WHAT YOU HAVE TO DO >> Could you quote the wolf-sighting thread below word for word, from "It's true...the only" to "(Dec 23, 2008)"?

PROVIDED TEXT >>
++++++++++++++++++++

# Fact or fiction?



## lunkerhunter2 (Nov 3, 2007)

I stole this from a post on another forum. I call BS. There are a crap load of coyotes where this took place and i highly doubt this was a wolf if it even happened. No pics, no phone calls to the DWR, nothing but a story on the internet. If it is indeed true, that deer herd that winters there is gone. They won't have a chance against a huge wolf coming out of nowhere.
-----------------------------------------------------------------------

"Finally decided to just go over to East canyon. Got to our favorite spot and it was fast fishing. 
Then out of no where a HUGE wolf came out and dragged one of the sheep into the water and drowned it.Then after chewing on it for a bit the wolf started to chase more sheep untill we saw four dogs and a rancher come.
Went over and checked out the sheep. Wanted to let the rancher know that his sheep was dead but all I got from him was "sorry no english"
I personally have never seen a wolf this low but it was definitily one."


----------



## gitterdone81 (Sep 3, 2009)

BS! I think the fishing was slow.


----------



## Huge29 (Sep 17, 2007)

I think this one needs to be moved to the fish story section. All ranchers speak da English, but most herders are a little slow on the ingrish.


----------



## Bowdacious (Sep 16, 2007)

It's true...the only thing that was left out of the story was that after the guy spoke to the rancher, out jumped big foot with his buddy, the abominable snow man, and they ate the rancher and his dogs.


----------



## Ton_Def (Dec 23, 2008)

Eh. Fiction. It was posted by someone who also said they caught monster brookies out of the Ogden, and 21st ST. pond. :roll:


----------

++++++++++++++++++++

RAW DATA >>

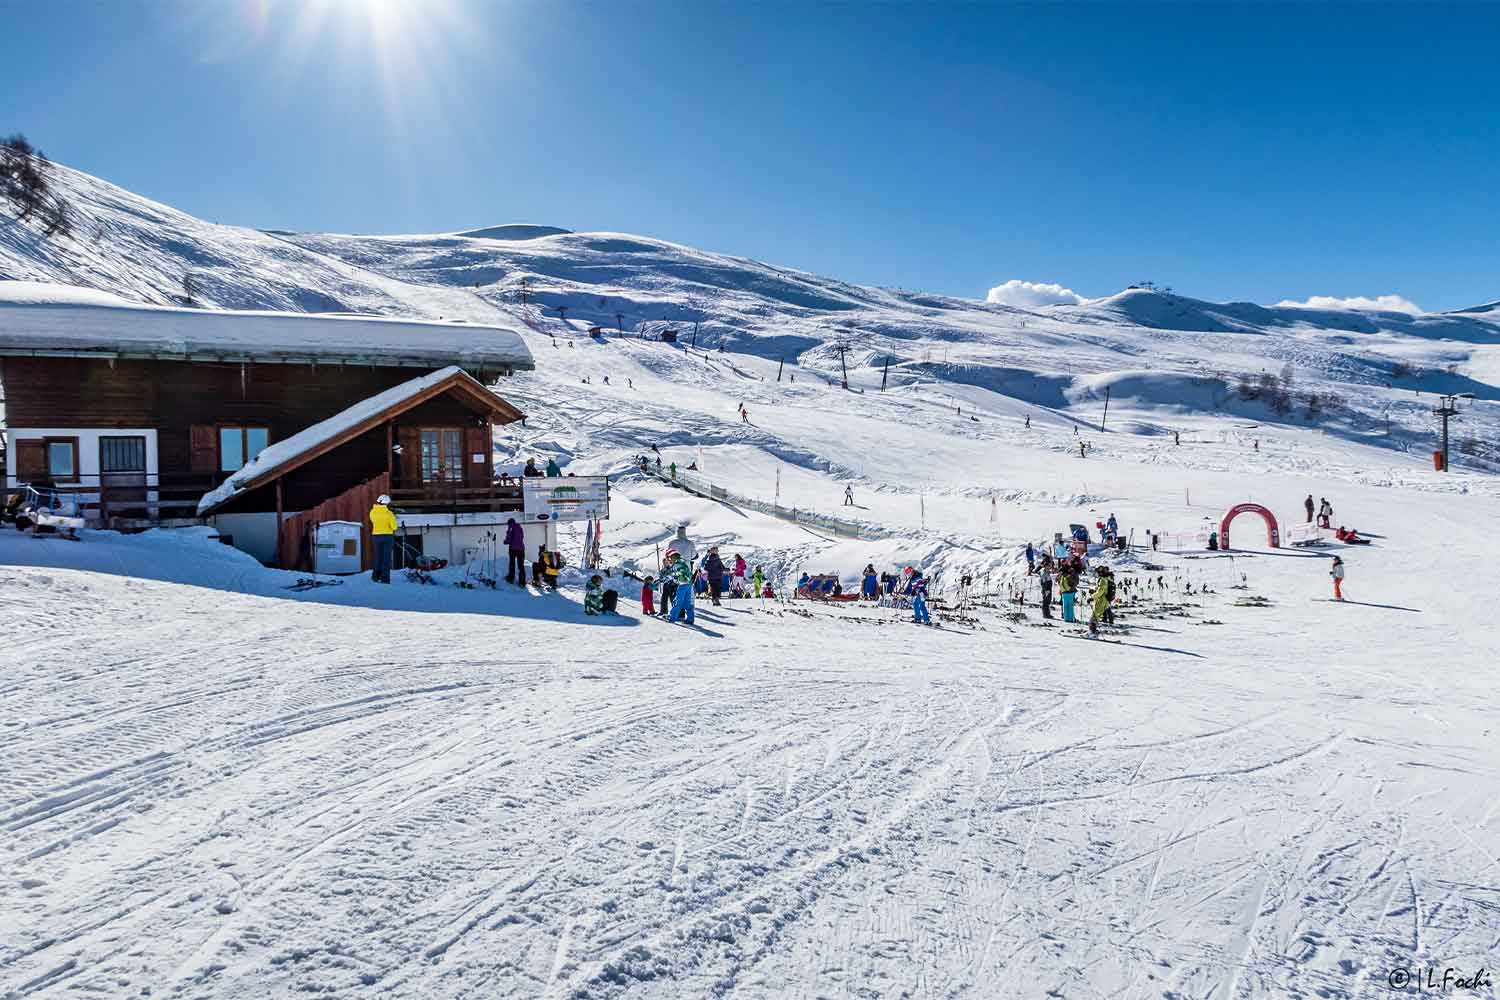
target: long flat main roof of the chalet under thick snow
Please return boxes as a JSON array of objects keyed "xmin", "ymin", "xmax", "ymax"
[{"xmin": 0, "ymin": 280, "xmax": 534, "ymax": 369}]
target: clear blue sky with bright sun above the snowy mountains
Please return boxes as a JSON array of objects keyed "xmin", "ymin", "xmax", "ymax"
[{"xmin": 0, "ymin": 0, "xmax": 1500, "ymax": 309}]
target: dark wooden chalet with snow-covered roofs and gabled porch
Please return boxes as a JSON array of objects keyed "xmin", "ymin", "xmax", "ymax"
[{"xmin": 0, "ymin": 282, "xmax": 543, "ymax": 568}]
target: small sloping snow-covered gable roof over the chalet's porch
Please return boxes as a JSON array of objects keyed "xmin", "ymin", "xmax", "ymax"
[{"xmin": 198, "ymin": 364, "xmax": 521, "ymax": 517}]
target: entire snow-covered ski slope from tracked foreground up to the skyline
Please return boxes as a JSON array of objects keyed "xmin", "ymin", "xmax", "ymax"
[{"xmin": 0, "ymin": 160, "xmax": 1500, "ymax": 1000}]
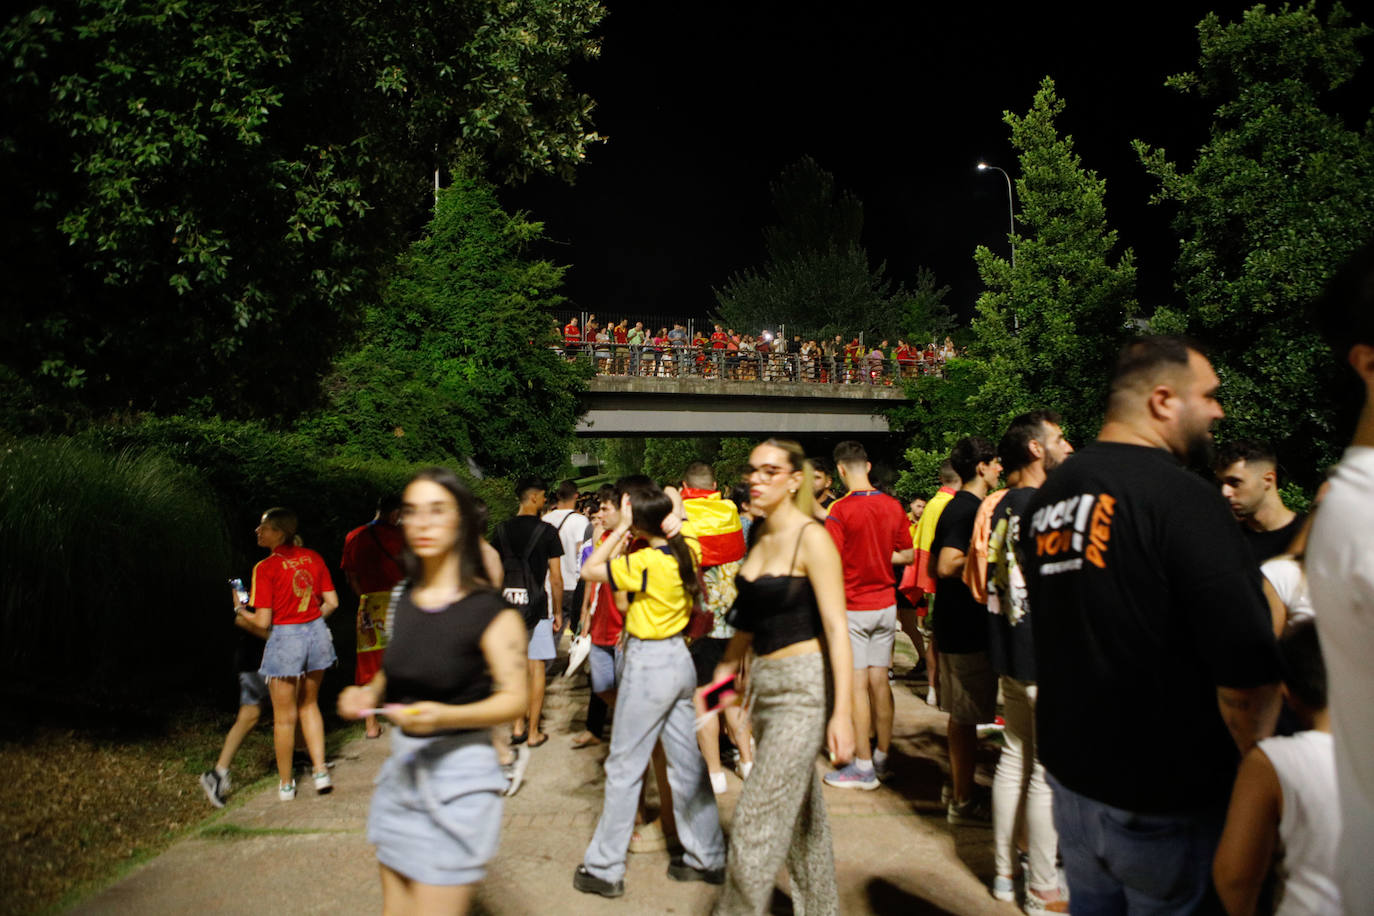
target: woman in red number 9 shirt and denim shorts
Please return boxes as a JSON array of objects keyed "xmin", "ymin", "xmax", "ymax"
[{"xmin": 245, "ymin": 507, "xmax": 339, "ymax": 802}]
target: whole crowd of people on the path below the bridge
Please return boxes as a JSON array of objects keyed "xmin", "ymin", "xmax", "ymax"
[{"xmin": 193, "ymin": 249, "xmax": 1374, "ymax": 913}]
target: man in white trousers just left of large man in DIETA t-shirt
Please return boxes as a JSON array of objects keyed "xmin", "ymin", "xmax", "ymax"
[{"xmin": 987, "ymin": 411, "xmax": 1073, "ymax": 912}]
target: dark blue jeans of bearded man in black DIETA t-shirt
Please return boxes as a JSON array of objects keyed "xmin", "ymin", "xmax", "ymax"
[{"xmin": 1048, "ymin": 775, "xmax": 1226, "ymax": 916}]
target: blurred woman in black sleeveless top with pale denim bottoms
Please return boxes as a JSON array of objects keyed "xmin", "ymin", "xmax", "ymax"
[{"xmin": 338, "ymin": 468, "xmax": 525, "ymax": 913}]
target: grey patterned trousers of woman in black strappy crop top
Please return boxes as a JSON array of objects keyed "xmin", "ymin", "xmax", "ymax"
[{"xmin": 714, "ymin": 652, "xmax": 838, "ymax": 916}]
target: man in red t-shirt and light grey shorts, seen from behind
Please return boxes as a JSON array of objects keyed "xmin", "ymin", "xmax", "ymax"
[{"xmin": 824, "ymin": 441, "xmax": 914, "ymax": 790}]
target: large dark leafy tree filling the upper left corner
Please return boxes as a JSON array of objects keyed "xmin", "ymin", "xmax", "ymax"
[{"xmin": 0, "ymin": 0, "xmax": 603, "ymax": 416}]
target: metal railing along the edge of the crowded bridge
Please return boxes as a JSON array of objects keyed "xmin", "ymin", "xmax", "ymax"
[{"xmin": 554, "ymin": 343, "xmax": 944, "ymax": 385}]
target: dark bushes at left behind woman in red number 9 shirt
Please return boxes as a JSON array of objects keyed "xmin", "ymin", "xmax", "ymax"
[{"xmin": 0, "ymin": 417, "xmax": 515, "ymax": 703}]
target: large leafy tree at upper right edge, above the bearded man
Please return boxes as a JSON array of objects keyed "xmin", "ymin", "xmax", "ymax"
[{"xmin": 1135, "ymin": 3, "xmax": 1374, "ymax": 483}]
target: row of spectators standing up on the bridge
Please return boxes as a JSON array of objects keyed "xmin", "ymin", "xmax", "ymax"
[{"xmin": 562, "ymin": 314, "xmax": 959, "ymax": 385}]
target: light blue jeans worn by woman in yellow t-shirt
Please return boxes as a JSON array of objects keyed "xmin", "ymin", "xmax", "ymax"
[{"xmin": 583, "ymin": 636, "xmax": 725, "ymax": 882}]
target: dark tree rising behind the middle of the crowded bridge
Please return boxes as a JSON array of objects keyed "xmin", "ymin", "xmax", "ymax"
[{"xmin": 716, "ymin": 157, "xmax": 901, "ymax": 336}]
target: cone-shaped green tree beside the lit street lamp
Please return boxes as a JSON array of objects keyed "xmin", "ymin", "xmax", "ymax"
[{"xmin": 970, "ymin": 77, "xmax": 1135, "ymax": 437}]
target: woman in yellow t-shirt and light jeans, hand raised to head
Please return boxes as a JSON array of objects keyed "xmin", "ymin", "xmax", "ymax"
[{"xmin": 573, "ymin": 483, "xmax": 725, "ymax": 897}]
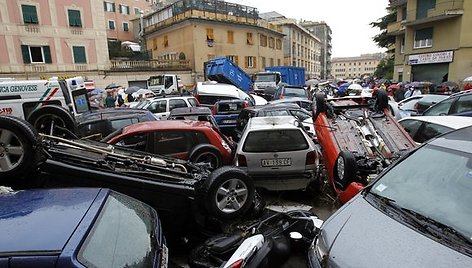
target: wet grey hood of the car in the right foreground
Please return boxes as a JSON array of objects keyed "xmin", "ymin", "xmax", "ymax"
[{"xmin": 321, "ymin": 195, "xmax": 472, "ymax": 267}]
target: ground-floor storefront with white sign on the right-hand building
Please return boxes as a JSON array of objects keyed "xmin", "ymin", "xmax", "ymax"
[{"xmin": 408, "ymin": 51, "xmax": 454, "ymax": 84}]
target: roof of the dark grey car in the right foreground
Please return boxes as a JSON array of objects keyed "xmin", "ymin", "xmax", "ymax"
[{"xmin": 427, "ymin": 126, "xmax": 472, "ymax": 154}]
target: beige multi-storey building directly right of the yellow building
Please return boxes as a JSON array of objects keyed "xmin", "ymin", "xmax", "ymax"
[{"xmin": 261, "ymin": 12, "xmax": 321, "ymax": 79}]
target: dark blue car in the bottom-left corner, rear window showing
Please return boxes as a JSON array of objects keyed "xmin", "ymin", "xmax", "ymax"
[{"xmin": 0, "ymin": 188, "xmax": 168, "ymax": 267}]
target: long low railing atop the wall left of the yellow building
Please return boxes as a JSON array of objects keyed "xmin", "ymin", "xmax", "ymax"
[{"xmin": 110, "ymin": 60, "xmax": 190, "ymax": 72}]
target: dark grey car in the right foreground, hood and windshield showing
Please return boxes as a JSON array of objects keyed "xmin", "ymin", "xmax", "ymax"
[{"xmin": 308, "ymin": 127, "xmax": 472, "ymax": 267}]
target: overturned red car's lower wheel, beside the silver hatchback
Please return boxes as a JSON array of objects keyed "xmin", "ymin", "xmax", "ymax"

++++++++++++++++++++

WRITTEN RESPONSE >>
It's true...the only thing that was left out of the story was that after the guy spoke to the rancher, out jumped big foot with his buddy, the abominable snow man, and they ate the rancher and his dogs.


----------



## Ton_Def (Dec 23, 2008)